▸ **TESTO IN ESAME**:

-------------------------

Questa sera Antonio è impegnato in una cena con gli amici, e io approfitto della solitudine per terminare il romanzo di Massimo Gramellini Fai bei sogni, uscito da qualche mese e subito svettato ai primi posti delle vendite. Mi ero riproposta di leggerlo come lettura estiva: d'estate si ha voglia di testi leggeri, magari scritti bene, capaci di suscitare emozioni, e non impegnare troppo il cervello. Dunque, l'estate è arrivata ed eccomi qui a chiudere l'ultima pagina di un racconto lungo, che si legge in poche ore. Scritto benino, anche se a volte un po' troppo semplice per i miei gusti.
La storia è presto detta: un ragazzino di 9 anni rimane orfano della madre, ammalata di cancro, e per tutta la vita dovrà fare i conti con il senso di vuoto che questa perdita gli ha creato. Fino ad oltre i quarant'anni dovrà convivere col proprio personale Belfagor, un mostro pauroso che gli impedisce di "elaborare il lutto" e vivere con intensità la propria vita, accettando un destino che gli ha giocato un brutto tiro ma che gli ha anche fornito tutti gli strumenti per andare avanti.
Due i difetti principali del libro. Uno: la storia è autobiografica. E' la vera storia di Massimo Gramellini, con tanto di personaggi di famiglia, carriera professionale, fidanzate e mogli, nonché la riproduzione dell'articolo del giornale – di cui entra in possesso quarant'anni dopo – in cui si svela la verità sulla morte della donna: che non è morta d'infarto, per gli effetti dell'avanzare della malattia, ma si è suicidata buttandosi dal quinto piano.
Due: la storia è troppo lunga. Non servono duecento pagine per dire quanto un bambino può sentirsi arrabbiato perché non ha più la mamma mentre gli altri bambini ce l'hanno ancora.
Dunque, Gramellini si sarà pure liberato dal peso che gli opprimeva mente e cuore, avrà avuto l'occasione di colpire a morte Belfagor e rinascere a nuova vita, proprio grazie alla scrittura. Ma noi? Noi non avevamo bisogno di essere coinvolti in questa lunghissima terapia. Ci sarebbe invece garbato più un bel racconto di fantasia, incentrato sulla figura di questo bambinetto trasformato in un grumo di risentimento dalla morte della madre, a cui succede qualcosa di bello-brutto-incredibile-interessante, ma capace di far stare in piedi una storia. Chessò, il rapimento da parte degli alieni, l'attacco di un Orso Grizzly, l'avvio della carriera di astronauta. Invece no: c'è solo la realtà di Gramellini a farci compagnia, con il suo lavoretto al giornale, le sue fidanzate, le sue festicciole da nulla.

-------------------------

▸ **DATI DA ESAMINARE**:
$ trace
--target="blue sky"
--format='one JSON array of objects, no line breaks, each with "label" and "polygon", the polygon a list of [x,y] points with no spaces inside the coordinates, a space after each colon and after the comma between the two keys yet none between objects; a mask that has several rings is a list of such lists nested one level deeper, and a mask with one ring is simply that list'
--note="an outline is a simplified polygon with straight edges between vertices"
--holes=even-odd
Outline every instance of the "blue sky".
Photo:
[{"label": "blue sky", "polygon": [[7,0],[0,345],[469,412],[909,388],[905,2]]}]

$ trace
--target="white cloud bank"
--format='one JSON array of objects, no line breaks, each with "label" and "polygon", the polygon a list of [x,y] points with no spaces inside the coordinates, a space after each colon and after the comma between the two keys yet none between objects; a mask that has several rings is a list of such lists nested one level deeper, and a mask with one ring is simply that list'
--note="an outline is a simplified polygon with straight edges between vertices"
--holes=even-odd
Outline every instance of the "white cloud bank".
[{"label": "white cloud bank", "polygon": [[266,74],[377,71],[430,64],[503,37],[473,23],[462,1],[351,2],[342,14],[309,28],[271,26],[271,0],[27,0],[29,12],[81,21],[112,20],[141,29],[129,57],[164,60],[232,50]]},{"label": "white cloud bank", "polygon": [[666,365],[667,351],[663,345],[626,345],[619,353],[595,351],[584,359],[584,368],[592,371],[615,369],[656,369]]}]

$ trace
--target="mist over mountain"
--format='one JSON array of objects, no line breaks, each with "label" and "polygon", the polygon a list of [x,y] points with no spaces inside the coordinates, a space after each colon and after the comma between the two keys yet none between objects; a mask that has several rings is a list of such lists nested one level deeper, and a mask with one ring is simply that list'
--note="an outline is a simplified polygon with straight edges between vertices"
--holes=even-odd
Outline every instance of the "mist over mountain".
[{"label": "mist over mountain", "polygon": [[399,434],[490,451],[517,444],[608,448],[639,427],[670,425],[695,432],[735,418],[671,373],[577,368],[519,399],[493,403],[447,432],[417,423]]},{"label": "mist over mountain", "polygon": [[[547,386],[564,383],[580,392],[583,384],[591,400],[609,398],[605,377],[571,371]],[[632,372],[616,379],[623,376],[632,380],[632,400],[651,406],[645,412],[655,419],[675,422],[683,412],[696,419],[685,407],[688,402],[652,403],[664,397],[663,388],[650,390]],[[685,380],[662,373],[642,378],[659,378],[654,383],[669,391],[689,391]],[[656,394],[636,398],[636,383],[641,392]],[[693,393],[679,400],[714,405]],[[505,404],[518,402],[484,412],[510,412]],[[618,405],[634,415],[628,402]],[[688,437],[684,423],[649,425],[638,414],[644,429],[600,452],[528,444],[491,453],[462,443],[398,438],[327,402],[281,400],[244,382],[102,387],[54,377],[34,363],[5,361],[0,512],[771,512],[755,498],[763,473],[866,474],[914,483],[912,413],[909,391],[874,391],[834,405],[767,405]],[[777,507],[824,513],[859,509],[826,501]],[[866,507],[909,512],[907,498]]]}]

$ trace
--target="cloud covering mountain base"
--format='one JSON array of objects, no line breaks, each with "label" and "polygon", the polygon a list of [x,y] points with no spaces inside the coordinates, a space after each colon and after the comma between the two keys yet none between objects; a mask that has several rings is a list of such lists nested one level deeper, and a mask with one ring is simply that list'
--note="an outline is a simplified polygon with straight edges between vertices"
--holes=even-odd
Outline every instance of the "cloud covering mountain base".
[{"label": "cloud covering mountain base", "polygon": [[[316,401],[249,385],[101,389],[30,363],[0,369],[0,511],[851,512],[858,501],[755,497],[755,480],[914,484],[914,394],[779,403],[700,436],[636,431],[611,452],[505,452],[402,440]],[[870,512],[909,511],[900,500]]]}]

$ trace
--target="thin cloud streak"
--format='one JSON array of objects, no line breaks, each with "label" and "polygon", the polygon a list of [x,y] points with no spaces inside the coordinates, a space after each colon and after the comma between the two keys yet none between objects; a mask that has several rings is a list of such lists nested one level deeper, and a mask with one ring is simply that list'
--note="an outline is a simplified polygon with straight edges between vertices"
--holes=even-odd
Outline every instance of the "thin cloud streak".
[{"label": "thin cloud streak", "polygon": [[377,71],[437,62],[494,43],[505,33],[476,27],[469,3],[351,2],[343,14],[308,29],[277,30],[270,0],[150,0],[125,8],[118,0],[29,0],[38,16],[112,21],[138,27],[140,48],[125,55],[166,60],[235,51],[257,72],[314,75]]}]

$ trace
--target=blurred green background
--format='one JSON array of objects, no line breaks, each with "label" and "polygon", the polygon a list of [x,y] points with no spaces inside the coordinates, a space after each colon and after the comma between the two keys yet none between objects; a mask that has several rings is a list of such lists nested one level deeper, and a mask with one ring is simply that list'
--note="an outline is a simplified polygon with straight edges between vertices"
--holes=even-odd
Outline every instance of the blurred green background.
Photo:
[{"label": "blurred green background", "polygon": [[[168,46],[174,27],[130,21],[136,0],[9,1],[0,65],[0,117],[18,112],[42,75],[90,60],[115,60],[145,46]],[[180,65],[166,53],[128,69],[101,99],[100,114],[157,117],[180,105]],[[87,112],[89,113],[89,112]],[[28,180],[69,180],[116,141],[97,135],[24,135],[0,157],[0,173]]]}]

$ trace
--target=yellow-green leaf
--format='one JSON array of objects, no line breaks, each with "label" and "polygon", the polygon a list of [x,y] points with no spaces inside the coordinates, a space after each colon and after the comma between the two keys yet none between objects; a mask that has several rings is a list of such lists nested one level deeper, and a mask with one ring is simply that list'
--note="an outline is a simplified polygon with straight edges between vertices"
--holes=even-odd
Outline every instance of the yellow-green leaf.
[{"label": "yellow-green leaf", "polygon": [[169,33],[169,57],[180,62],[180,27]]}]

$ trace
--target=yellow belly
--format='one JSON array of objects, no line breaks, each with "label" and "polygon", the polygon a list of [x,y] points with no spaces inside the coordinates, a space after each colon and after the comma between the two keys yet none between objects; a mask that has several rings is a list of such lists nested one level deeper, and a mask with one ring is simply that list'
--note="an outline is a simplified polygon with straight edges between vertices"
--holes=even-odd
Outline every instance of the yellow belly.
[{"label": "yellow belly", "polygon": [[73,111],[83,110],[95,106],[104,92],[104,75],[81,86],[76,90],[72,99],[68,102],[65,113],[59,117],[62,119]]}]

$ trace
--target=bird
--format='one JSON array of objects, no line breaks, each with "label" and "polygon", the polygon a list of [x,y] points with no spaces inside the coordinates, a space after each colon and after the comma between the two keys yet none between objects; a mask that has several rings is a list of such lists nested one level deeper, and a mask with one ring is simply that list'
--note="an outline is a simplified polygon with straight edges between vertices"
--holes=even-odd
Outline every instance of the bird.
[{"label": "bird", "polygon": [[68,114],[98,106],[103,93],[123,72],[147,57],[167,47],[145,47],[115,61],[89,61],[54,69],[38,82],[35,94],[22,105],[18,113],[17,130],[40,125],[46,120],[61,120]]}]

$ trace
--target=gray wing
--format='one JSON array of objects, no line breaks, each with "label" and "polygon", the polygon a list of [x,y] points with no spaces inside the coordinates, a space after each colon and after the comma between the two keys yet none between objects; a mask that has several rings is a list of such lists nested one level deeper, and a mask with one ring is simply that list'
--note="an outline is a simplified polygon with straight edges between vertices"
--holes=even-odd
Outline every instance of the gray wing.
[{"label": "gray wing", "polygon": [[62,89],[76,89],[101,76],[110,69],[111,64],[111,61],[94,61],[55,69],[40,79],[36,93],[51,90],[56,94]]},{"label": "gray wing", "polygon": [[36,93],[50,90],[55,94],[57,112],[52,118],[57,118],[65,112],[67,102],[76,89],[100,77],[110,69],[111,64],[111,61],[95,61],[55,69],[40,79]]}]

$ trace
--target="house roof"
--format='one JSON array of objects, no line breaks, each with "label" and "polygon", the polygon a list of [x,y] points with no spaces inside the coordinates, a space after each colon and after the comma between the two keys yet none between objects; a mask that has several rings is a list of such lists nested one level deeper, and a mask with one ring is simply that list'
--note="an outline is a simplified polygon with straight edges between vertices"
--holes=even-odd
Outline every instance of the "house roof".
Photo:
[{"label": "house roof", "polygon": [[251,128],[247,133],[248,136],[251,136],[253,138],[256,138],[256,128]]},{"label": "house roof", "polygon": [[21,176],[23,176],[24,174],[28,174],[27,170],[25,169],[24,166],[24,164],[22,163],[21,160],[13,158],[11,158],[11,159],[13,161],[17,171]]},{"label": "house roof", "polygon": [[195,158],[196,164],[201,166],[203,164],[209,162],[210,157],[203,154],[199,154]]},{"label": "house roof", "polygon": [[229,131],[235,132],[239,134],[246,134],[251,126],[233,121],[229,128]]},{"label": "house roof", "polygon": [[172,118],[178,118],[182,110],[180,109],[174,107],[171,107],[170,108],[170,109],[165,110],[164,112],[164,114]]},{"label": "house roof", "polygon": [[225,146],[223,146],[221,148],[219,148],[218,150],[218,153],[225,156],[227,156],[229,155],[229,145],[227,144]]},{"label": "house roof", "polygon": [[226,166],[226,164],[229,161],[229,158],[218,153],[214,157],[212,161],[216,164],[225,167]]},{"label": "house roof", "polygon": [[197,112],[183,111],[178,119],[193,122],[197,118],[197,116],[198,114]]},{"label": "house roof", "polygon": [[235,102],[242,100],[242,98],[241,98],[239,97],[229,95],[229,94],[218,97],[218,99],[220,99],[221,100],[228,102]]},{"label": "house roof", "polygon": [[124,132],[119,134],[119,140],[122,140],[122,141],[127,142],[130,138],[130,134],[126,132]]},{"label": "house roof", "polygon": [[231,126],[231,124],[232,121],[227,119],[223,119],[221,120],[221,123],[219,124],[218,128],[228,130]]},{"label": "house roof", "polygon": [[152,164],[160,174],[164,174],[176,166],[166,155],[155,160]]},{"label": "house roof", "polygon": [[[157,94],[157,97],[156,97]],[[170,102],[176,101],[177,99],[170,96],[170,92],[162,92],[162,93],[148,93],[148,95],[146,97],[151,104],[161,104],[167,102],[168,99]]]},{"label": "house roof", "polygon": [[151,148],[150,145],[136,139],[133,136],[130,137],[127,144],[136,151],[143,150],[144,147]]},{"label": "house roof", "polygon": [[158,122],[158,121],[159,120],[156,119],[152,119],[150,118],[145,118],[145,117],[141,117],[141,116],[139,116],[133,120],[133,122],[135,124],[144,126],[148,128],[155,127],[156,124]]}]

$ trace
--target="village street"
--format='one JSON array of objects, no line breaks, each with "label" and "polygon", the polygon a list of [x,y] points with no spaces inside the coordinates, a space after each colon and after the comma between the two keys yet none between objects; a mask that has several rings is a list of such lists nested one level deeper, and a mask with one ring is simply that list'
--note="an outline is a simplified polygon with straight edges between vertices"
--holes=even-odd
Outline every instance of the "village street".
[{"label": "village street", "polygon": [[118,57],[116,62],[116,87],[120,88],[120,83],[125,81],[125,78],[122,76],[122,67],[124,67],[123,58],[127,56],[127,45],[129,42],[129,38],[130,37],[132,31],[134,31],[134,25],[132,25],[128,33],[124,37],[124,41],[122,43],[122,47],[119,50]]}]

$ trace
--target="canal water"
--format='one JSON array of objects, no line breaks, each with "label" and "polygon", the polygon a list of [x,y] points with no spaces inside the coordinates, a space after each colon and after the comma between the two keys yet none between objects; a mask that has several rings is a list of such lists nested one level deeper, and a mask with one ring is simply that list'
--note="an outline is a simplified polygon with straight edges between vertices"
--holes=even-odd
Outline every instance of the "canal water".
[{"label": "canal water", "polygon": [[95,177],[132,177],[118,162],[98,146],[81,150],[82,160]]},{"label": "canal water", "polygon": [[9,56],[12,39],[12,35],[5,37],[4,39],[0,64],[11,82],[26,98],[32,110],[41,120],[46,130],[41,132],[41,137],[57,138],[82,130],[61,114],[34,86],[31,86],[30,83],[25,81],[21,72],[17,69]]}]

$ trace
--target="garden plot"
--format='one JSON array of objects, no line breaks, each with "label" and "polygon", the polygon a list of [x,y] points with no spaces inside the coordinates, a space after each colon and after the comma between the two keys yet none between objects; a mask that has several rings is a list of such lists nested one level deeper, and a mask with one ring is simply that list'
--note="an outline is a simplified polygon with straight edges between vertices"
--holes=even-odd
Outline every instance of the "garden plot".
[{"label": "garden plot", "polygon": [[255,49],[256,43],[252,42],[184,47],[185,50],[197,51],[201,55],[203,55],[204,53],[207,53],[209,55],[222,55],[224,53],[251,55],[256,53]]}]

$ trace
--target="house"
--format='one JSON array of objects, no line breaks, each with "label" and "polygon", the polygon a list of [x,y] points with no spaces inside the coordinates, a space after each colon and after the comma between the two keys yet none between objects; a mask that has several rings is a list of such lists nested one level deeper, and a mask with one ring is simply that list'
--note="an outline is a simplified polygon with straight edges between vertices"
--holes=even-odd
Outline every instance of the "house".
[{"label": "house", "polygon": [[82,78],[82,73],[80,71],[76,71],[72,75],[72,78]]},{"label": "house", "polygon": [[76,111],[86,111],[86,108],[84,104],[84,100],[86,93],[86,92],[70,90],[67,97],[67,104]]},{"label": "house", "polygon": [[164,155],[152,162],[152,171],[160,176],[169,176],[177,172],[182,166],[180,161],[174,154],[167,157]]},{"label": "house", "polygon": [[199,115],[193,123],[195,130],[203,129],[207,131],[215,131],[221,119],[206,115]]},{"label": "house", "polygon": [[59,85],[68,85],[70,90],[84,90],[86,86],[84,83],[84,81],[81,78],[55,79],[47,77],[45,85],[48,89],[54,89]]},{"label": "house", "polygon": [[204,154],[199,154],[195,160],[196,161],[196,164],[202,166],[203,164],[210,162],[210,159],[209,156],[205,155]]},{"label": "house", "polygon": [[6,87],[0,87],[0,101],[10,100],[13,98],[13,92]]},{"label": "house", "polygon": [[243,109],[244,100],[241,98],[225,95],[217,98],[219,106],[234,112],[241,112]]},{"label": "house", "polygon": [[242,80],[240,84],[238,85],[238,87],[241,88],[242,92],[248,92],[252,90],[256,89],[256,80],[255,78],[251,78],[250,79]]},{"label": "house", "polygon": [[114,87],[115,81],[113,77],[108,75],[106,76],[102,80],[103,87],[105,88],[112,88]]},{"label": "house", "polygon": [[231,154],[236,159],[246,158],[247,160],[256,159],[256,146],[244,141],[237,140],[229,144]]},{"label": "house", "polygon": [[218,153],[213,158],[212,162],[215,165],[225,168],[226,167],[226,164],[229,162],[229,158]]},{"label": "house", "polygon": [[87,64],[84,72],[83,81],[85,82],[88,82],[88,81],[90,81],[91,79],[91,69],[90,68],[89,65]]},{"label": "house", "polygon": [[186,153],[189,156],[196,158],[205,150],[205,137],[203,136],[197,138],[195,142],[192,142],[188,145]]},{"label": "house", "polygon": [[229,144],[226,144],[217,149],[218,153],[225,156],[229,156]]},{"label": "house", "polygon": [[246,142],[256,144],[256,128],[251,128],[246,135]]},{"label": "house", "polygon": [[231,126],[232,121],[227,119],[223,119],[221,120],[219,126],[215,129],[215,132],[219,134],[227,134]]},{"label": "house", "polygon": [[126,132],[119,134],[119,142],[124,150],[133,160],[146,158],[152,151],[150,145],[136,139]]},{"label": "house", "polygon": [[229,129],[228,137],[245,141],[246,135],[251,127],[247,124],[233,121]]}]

-------------------------

▸ **LAVORO DA FARE**:
1) Secondo l'articolo di giornale citato nel testo in esame, come è morta davvero la madre?
2) Traduci in inglese questa frase del testo in esame: "Non servono duecento pagine per dire quanto un bambino può sentirsi arrabbiato perché non ha più la mamma mentre gli altri bambini ce l'hanno ancora."

▸ **LE RISPOSTE**:
1) Si è suicidata buttandosi dal quinto piano.

2) You don't need two hundred pages to say how angry a child can feel because he no longer has his mom while the other children still have theirs.